Information given below:

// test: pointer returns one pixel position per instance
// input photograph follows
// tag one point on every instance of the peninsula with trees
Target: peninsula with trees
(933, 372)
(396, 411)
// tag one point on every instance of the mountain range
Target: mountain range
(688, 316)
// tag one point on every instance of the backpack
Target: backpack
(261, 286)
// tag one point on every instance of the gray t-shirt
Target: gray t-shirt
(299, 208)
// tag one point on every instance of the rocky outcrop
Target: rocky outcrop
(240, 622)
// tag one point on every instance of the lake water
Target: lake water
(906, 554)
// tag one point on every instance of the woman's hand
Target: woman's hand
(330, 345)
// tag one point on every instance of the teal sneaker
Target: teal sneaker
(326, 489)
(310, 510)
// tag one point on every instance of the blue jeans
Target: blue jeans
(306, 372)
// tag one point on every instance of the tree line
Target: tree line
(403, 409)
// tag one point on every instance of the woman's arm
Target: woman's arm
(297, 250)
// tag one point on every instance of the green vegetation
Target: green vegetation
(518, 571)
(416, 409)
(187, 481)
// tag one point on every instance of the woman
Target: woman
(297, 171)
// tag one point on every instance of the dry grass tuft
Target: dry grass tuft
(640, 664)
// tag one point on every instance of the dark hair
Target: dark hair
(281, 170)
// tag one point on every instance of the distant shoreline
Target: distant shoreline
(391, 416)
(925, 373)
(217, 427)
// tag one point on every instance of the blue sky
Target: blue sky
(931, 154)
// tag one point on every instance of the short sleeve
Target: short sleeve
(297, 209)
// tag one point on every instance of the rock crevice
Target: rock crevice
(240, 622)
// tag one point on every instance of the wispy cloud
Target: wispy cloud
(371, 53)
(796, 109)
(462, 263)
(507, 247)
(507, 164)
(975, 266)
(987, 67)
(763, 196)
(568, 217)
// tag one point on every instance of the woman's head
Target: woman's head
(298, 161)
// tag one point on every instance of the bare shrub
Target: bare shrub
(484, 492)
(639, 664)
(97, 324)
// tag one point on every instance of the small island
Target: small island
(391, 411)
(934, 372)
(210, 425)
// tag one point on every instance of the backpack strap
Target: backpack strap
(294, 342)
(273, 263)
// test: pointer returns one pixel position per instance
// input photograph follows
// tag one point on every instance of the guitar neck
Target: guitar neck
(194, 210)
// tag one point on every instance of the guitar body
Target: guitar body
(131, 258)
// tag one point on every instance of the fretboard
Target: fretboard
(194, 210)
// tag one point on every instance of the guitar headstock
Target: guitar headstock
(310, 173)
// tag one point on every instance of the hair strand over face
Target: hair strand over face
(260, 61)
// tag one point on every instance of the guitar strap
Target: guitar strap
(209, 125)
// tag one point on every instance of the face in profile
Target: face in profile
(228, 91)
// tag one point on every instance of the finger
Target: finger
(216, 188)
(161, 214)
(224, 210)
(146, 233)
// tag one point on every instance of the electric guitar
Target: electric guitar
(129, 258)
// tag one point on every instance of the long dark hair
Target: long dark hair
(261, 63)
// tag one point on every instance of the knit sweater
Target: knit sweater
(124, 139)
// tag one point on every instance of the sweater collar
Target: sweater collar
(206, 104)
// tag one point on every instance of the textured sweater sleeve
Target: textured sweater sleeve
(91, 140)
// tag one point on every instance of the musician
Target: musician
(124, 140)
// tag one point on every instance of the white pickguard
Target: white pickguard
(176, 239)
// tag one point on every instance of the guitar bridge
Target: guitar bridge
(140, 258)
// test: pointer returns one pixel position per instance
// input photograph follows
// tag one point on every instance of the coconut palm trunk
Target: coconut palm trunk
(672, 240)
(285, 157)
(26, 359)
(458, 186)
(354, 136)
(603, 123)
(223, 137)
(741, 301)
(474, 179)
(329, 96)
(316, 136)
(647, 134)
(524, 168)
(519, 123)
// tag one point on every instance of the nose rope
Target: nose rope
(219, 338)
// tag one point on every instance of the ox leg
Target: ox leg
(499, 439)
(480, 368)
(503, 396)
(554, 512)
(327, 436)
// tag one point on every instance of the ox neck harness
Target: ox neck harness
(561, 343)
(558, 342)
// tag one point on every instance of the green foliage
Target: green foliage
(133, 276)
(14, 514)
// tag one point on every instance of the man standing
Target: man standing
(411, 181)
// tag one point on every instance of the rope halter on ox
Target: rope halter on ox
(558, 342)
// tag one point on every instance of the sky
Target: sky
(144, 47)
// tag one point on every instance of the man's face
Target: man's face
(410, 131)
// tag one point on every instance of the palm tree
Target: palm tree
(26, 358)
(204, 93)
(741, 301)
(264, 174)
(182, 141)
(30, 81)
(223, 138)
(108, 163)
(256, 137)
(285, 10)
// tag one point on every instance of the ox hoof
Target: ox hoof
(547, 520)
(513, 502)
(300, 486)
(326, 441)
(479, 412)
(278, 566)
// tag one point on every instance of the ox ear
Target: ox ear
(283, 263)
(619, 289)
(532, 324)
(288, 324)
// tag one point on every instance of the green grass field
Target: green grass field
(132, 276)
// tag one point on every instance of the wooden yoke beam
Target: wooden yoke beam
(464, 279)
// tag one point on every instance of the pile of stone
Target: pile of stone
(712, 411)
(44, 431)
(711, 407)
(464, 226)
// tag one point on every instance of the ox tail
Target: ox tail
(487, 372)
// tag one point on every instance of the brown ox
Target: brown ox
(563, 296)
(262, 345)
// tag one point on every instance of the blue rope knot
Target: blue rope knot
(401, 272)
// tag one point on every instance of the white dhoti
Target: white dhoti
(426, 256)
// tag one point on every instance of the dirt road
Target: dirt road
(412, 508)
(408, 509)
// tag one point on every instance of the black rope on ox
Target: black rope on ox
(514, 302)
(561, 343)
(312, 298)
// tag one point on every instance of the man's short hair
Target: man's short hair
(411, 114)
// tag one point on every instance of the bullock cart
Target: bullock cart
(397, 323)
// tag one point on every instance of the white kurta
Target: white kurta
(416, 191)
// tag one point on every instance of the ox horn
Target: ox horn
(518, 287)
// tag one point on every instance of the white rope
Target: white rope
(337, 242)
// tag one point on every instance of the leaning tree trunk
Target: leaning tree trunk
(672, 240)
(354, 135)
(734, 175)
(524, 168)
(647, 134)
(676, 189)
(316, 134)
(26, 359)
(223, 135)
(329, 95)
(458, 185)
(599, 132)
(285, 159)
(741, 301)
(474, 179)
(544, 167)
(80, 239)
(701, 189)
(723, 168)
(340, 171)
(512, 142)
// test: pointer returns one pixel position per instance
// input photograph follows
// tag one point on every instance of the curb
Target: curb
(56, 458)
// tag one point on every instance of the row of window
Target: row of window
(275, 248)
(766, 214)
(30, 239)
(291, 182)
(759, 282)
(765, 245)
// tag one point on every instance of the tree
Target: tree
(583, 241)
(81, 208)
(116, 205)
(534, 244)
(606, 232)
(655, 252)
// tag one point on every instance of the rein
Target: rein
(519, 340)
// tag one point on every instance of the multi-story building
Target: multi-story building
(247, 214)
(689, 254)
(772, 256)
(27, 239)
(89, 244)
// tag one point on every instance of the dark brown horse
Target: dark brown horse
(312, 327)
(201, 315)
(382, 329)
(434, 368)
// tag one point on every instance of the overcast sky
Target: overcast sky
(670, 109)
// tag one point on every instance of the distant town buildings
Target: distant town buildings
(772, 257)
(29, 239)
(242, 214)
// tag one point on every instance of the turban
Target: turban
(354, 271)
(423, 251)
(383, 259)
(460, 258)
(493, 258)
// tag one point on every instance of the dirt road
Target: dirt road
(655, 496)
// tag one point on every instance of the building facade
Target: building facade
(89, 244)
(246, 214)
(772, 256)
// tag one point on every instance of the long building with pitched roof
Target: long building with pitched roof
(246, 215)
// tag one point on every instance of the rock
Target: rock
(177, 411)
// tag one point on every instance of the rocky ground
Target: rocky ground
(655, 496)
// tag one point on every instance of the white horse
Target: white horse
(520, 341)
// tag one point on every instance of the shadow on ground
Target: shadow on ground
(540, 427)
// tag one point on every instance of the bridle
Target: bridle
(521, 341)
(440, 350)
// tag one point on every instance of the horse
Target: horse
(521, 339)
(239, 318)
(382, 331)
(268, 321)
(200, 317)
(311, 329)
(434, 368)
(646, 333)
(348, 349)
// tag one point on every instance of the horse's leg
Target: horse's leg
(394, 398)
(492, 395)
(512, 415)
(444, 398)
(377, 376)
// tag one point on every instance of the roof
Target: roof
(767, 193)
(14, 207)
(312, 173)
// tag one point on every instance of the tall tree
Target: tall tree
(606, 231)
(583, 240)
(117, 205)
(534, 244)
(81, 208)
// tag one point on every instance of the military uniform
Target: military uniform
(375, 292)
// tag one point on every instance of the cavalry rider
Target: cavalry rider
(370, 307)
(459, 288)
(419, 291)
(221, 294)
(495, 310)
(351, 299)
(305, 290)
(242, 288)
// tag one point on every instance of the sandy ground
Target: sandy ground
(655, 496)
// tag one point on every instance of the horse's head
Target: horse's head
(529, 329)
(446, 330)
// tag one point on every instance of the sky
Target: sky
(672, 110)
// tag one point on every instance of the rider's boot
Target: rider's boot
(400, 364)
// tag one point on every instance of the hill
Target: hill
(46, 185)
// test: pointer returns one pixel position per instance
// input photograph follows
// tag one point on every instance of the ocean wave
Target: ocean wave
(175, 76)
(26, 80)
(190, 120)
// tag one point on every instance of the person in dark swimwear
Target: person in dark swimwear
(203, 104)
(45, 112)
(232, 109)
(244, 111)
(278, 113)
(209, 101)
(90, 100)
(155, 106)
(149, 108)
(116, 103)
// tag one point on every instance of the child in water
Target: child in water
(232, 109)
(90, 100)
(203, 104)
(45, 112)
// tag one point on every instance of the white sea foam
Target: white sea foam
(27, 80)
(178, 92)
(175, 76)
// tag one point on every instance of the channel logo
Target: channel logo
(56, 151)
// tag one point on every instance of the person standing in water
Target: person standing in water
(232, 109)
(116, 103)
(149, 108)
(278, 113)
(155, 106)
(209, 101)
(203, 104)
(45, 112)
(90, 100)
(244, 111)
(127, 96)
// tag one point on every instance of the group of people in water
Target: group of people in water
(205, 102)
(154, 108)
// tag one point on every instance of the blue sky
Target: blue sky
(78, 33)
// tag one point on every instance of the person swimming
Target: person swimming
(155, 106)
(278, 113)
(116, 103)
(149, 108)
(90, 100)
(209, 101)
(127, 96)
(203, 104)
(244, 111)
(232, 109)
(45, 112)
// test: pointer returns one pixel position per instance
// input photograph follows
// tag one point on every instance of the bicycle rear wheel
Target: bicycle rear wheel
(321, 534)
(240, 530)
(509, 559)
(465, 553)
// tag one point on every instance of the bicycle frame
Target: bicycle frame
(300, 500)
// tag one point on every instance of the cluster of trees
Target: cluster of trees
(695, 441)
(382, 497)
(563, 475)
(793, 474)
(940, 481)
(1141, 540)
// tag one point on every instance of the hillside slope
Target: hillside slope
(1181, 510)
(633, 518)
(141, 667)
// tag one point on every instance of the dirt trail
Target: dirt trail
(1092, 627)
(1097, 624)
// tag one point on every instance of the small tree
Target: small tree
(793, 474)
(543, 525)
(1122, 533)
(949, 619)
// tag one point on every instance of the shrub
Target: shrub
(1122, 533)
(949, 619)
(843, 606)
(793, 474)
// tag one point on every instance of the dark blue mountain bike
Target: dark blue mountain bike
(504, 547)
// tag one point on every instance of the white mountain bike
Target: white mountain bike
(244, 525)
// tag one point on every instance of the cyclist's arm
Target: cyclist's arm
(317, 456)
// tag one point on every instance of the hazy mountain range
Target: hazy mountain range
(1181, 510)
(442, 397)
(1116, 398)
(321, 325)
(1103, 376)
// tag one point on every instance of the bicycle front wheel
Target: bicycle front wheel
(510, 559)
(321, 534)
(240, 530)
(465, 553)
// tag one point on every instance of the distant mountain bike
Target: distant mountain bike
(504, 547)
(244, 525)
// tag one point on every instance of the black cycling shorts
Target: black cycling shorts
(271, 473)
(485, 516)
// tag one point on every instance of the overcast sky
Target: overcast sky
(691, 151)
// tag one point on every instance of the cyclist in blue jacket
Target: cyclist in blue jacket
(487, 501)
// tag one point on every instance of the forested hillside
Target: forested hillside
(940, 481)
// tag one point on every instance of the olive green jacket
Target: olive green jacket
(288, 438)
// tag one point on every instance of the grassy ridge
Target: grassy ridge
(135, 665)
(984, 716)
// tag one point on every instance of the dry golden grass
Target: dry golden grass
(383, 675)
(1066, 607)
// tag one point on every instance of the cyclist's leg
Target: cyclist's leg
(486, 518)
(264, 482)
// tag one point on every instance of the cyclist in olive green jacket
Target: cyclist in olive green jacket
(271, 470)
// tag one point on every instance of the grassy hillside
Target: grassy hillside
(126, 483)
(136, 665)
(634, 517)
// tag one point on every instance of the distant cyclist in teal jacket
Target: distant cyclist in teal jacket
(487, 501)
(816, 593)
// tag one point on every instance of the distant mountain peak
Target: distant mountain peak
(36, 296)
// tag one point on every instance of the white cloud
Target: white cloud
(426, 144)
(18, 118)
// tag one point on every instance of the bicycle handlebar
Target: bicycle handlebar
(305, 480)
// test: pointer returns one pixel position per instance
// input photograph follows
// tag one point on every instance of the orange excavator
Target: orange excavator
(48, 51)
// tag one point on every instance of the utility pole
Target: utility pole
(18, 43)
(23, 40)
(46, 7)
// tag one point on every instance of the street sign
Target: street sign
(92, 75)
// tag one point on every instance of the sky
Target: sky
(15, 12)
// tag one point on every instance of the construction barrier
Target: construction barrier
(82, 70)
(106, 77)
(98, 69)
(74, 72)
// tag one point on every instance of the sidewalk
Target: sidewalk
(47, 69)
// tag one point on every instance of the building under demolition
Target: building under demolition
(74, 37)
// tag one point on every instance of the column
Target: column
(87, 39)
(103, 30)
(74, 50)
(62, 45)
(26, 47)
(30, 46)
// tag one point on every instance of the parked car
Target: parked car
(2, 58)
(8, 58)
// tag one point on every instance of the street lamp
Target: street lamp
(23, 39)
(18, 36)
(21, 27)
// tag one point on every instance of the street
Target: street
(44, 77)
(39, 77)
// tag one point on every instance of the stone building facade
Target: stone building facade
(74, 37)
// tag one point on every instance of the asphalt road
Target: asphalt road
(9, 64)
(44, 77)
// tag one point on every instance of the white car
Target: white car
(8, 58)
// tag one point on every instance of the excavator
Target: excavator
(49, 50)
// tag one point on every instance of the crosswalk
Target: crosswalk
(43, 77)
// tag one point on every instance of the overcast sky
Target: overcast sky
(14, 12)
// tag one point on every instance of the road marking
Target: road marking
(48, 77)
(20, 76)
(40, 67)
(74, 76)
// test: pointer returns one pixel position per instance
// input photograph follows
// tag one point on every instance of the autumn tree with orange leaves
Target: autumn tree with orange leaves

End of Information given.

:: Your objective ::
Filter the entries down to the lines that include the string "leaves".

:: Response area ::
// tag one point on every instance of the autumn tree with orange leaves
Target: autumn tree with orange leaves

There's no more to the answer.